Activity:
For each entry below, write an exact copy and leave out the images.

Supplied data:
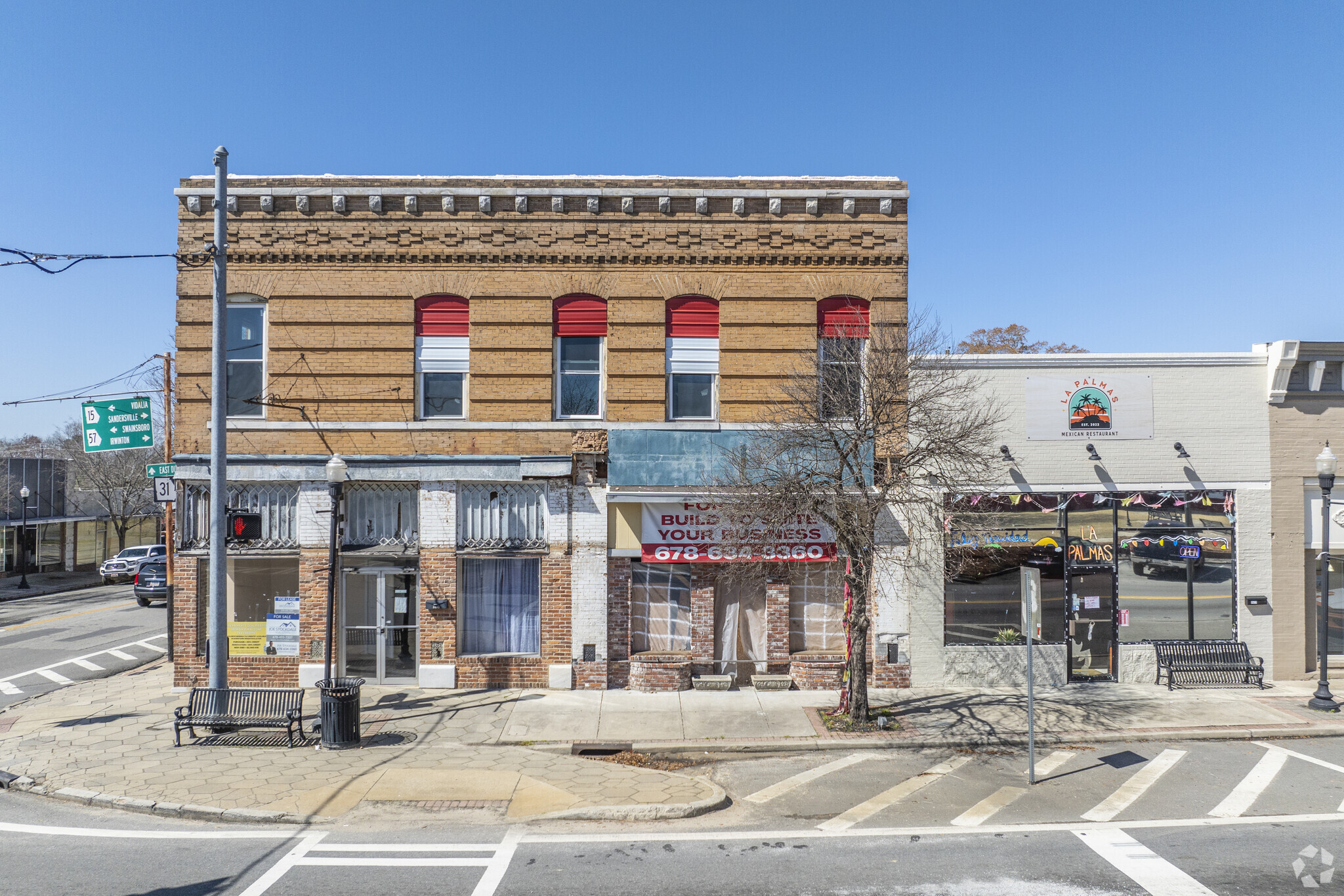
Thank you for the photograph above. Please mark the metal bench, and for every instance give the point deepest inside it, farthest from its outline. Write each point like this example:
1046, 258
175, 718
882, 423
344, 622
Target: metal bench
1209, 662
241, 708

Result:
Thank you for the photograph above. Please mark the metal bench, and for every instance give the point deepest inside it, farthest from its outline. Write each point like this example:
1046, 258
175, 718
882, 423
344, 622
Target: metal bench
1209, 662
241, 708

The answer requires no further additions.